• **What you are asked to do**:
Exact copy, pictures excluded: write out every line below.

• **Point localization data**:
::::

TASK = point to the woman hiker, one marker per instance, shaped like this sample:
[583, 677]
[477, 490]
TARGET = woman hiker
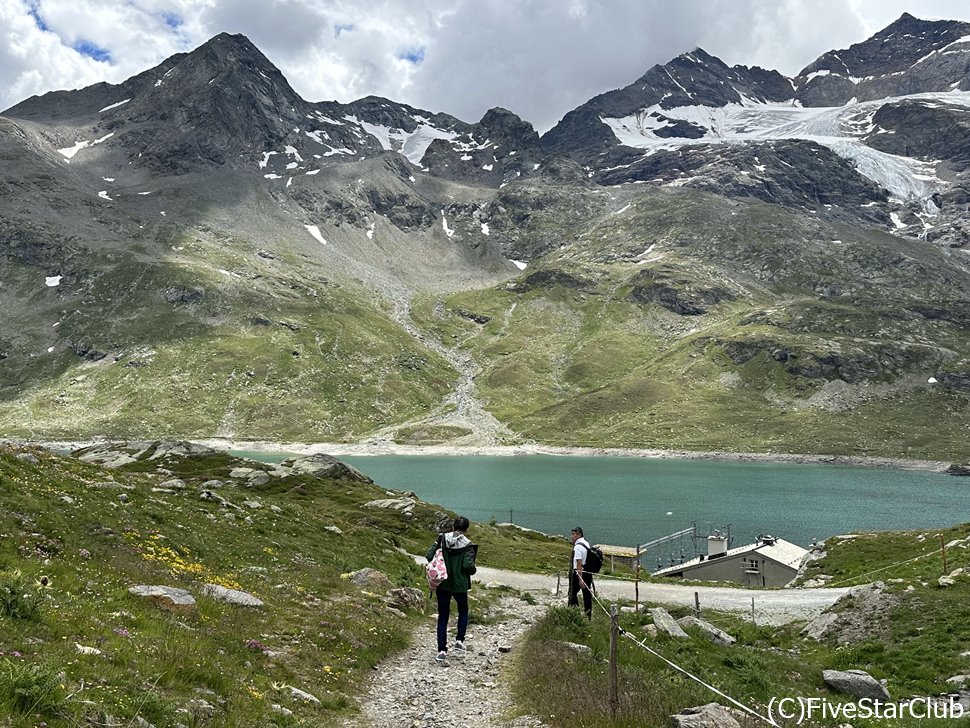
[459, 554]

::::

• **Response to this exercise**:
TASK = point to the woman hiker, one marker per instance, shaped like this sample:
[583, 677]
[477, 490]
TARGET = woman hiker
[459, 554]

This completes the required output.